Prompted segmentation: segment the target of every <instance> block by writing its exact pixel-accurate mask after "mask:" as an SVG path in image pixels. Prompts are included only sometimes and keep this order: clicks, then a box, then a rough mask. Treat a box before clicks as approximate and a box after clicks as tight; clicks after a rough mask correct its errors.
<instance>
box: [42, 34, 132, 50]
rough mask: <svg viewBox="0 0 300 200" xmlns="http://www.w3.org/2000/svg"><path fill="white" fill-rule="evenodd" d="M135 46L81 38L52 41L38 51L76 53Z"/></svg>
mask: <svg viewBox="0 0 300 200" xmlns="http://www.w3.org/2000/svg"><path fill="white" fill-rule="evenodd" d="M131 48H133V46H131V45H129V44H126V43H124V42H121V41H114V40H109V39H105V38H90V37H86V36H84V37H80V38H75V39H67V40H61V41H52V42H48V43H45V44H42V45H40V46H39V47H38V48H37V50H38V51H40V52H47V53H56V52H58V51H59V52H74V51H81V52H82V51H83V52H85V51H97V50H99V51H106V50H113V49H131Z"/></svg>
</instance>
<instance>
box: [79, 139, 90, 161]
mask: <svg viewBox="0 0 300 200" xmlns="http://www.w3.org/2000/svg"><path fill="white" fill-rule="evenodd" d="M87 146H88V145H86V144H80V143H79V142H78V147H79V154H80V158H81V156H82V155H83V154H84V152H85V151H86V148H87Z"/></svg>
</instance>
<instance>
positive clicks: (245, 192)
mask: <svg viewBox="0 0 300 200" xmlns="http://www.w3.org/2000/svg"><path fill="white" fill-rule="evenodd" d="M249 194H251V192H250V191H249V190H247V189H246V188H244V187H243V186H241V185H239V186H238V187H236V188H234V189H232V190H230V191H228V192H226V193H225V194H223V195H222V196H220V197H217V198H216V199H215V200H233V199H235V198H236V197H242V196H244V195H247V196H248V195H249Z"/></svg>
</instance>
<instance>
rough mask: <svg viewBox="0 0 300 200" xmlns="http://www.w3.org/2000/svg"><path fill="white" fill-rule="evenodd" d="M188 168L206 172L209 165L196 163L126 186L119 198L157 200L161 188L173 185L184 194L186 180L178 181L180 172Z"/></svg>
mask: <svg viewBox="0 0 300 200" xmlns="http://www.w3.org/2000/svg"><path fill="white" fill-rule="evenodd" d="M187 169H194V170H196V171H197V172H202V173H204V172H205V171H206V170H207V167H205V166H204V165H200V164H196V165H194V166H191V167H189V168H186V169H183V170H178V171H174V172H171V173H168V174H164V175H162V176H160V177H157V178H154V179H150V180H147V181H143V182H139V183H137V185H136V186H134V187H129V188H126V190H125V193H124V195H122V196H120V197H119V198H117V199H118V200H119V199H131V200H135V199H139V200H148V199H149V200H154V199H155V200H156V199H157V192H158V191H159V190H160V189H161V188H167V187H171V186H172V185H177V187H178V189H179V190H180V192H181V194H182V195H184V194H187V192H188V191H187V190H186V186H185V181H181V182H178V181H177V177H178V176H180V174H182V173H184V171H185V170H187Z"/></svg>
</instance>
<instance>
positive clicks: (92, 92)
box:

#####

EXERCISE INSTRUCTIONS: Every record above must be set down again, word for word.

TASK RESULT:
Prompted segmentation: segment the target of every <instance> block by writing its exact pixel-accurate mask after "mask:" as an SVG path in image pixels. Prompts are included only sometimes and keep this order: clicks, then a box, then a rough mask. Treat a box before clicks as approximate and a box after clicks as tight; clicks after a rough mask correct its errors.
<instance>
box: [42, 34, 132, 50]
rough mask: <svg viewBox="0 0 300 200" xmlns="http://www.w3.org/2000/svg"><path fill="white" fill-rule="evenodd" d="M135 46L81 38L52 41L38 51L76 53Z"/></svg>
mask: <svg viewBox="0 0 300 200" xmlns="http://www.w3.org/2000/svg"><path fill="white" fill-rule="evenodd" d="M131 48H133V46H131V45H129V44H126V43H124V42H121V41H114V40H109V39H105V38H90V37H86V36H84V37H80V38H75V39H67V40H61V41H52V42H48V43H45V44H42V45H40V46H39V47H38V48H37V50H38V51H40V52H47V53H56V52H58V51H59V52H74V51H81V52H82V51H83V52H85V51H97V50H99V51H106V50H113V49H131Z"/></svg>
</instance>
<instance>
box: [79, 139, 90, 161]
mask: <svg viewBox="0 0 300 200" xmlns="http://www.w3.org/2000/svg"><path fill="white" fill-rule="evenodd" d="M87 146H88V145H86V144H80V143H79V142H78V147H79V154H80V158H81V156H82V155H83V154H84V152H85V151H86V148H87Z"/></svg>
</instance>
<instance>
positive clicks: (245, 192)
mask: <svg viewBox="0 0 300 200" xmlns="http://www.w3.org/2000/svg"><path fill="white" fill-rule="evenodd" d="M249 194H251V192H250V191H249V190H247V189H246V188H244V187H243V186H241V185H239V186H238V187H236V188H234V189H232V190H230V191H228V192H226V193H225V194H223V195H222V196H220V197H217V198H216V199H215V200H233V199H235V198H236V197H242V196H244V195H247V196H248V195H249Z"/></svg>
</instance>
<instance>
rough mask: <svg viewBox="0 0 300 200" xmlns="http://www.w3.org/2000/svg"><path fill="white" fill-rule="evenodd" d="M188 168L206 172L209 165L196 163L126 186L119 198L157 200L161 188L173 185L184 194L186 180L178 181L180 172Z"/></svg>
mask: <svg viewBox="0 0 300 200" xmlns="http://www.w3.org/2000/svg"><path fill="white" fill-rule="evenodd" d="M187 169H194V170H196V171H197V172H202V173H204V172H205V171H206V170H207V167H205V166H204V165H200V164H196V165H194V166H191V167H189V168H186V169H183V170H178V171H174V172H171V173H168V174H164V175H162V176H160V177H157V178H154V179H150V180H147V181H143V182H139V183H137V185H136V186H134V187H129V188H126V190H125V193H124V195H122V196H120V197H119V198H117V199H118V200H119V199H131V200H135V199H139V200H148V199H149V200H154V199H155V200H156V199H157V192H158V191H159V190H160V189H161V188H167V187H171V186H172V185H177V187H178V189H179V190H180V192H181V194H182V195H184V194H187V192H188V191H187V190H186V186H185V181H181V182H178V181H177V177H178V176H180V174H182V173H184V171H185V170H187Z"/></svg>
</instance>
<instance>
positive clicks: (92, 92)
box:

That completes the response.